_Extract_.
######
The owner of this #29 Le Creuset (Made In France) yellow oval 5-quart dutch oven [which cost $350.00 when purchased new at Kitchen Kaboodle in Portland, Oregon], told me he purchased it about 6 years ago — which would be c. 2013.
Please note that both Antimony and Cadmium are known – or “suspected” – carcinogens (depending on which agency or research institute you talk to!), and in my opinion are consequently not elements that belong in our cookware, regardless of a manufacturer’s claims — including the ever-popular “there are ‘independent studies’ showing that they [merely] do not leach or impact the food” [at the time of manufacture]. Separate from the impact to the end user, the problem with Cadmium and Antimony in cookware goes far beyond whatever level of immediate threat they may pose to a user of the newly-manufactured product. By using high levels of Cadmium in manufacturing, Le Creuset has – apparently for decades – been causal in contributing to “the demand for” the mining, refining and manufacturing of a toxic pigment that can (and does) poison others (workers, communities, waterways, the planet) through various processes/at multiple points throughout their manufactured products’ life cycles.
It is for this reason I suggest boycotting Le Creuset entirely until they make a public statement taking responsibility for their environmental transgressions of the past, and promise to no longer use these toxicants in their products in the future.
Note: based on my testing to date, some of the newer products in neutral colors (grays and sand colors) are negative (or low) for toxicants – as compared to their brightly-colored counterparts.
To see more Le Creuset pieces I have tested, click here.
######
_Stored data entries_.
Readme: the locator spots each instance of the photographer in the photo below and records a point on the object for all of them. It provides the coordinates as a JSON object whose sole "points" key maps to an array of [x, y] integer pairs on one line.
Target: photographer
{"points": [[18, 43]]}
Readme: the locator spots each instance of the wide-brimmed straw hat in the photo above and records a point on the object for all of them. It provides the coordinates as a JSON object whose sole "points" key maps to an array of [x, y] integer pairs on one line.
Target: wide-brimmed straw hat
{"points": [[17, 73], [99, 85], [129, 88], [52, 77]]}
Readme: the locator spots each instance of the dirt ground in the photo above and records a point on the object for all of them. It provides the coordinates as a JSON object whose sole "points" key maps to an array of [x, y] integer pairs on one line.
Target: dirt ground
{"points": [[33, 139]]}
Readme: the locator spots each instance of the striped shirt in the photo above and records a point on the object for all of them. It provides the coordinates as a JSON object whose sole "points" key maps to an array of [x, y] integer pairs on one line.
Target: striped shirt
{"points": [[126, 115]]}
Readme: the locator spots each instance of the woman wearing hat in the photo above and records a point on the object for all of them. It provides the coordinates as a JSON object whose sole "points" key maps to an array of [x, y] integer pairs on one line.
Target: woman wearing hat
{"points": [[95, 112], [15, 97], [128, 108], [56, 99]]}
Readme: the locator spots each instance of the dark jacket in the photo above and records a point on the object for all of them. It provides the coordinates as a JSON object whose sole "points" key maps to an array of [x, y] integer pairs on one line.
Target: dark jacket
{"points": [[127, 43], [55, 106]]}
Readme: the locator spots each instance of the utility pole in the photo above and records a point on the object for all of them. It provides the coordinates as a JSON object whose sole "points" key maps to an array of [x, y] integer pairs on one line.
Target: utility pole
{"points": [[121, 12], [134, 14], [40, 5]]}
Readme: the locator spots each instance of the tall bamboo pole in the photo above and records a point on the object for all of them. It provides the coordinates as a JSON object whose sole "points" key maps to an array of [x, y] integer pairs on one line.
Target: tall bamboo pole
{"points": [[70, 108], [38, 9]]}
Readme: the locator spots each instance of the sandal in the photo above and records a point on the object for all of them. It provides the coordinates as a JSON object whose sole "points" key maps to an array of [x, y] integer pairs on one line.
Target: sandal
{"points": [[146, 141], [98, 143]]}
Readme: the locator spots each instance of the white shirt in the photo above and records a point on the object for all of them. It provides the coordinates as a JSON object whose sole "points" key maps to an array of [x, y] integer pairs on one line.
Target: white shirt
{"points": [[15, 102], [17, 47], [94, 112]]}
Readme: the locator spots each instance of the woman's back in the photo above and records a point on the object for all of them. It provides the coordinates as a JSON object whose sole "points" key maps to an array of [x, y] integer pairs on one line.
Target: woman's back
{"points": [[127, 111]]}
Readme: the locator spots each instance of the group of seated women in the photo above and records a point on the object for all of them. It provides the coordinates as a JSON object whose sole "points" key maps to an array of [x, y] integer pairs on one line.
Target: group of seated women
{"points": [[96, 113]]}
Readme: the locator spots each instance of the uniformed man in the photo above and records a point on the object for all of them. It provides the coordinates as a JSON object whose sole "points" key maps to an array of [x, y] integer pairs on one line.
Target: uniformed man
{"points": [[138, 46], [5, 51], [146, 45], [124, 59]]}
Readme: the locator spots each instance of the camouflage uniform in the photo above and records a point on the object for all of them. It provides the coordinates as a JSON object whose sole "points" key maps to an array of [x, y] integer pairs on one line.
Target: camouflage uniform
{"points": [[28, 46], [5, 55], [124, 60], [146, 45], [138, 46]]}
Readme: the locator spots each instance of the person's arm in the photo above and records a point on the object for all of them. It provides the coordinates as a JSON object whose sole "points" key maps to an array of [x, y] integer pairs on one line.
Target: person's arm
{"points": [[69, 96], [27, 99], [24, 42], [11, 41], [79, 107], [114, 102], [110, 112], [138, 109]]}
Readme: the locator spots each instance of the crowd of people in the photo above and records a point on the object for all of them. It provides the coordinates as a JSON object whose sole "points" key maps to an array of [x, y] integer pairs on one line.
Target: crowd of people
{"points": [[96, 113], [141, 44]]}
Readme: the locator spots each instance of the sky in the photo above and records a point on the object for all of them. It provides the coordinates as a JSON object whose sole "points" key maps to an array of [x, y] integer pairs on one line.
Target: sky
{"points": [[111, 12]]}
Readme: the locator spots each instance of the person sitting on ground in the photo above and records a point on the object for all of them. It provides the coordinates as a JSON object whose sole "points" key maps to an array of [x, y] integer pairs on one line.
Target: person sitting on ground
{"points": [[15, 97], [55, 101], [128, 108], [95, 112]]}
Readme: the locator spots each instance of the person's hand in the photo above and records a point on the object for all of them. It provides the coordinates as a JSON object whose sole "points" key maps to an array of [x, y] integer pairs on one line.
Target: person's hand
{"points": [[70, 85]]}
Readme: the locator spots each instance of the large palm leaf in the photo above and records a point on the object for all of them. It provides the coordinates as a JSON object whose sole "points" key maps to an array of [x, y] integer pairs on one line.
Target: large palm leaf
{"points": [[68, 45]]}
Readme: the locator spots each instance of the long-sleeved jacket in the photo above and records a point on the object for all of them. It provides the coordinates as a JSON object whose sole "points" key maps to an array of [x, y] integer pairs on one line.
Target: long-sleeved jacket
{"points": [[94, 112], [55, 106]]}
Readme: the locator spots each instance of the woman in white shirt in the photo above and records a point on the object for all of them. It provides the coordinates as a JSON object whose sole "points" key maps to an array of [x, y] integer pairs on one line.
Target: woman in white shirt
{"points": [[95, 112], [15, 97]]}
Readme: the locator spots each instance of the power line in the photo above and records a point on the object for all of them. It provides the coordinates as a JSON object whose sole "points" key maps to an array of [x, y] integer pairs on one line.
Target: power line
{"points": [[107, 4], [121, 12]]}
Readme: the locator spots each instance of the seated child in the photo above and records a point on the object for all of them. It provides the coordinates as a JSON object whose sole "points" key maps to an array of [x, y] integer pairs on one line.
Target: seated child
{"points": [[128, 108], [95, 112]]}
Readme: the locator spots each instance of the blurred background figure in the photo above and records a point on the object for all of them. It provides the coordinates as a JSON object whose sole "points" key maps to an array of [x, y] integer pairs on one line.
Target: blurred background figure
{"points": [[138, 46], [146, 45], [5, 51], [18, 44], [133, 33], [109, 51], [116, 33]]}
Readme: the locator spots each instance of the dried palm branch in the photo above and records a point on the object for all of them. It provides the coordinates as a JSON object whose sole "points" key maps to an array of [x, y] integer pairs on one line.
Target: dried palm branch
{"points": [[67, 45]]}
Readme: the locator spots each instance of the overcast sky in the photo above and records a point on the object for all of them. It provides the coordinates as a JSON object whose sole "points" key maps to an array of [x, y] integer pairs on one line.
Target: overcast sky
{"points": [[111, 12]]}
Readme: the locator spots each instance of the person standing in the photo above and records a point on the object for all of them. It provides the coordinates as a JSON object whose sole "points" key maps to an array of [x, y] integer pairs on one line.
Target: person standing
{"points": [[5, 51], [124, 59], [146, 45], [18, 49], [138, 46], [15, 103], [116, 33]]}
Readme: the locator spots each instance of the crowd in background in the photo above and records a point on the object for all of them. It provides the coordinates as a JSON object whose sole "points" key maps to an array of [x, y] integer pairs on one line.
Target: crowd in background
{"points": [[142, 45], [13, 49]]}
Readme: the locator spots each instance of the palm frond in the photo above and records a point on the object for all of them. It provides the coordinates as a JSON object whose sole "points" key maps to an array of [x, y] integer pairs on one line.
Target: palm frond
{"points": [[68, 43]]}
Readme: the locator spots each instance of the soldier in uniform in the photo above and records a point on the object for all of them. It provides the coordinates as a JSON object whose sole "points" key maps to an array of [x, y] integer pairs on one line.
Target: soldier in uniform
######
_Exercise 1_.
In the Le Creuset text, where was the yellow oval dutch oven bought new?
_Exercise 2_.
Reproduce the Le Creuset text starting with "It is for this" and going on through "tested, click here.".

_Problem solution 1_.
At Kitchen Kaboodle in Portland, Oregon.

_Problem solution 2_.
It is for this reason I suggest boycotting Le Creuset entirely until they make a public statement taking responsibility for their environmental transgressions of the past, and promise to no longer use these toxicants in their products in the future.
Note: based on my testing to date, some of the newer products in neutral colors (grays and sand colors) are negative (or low) for toxicants – as compared to their brightly-colored counterparts.
To see more Le Creuset pieces I have tested, click here.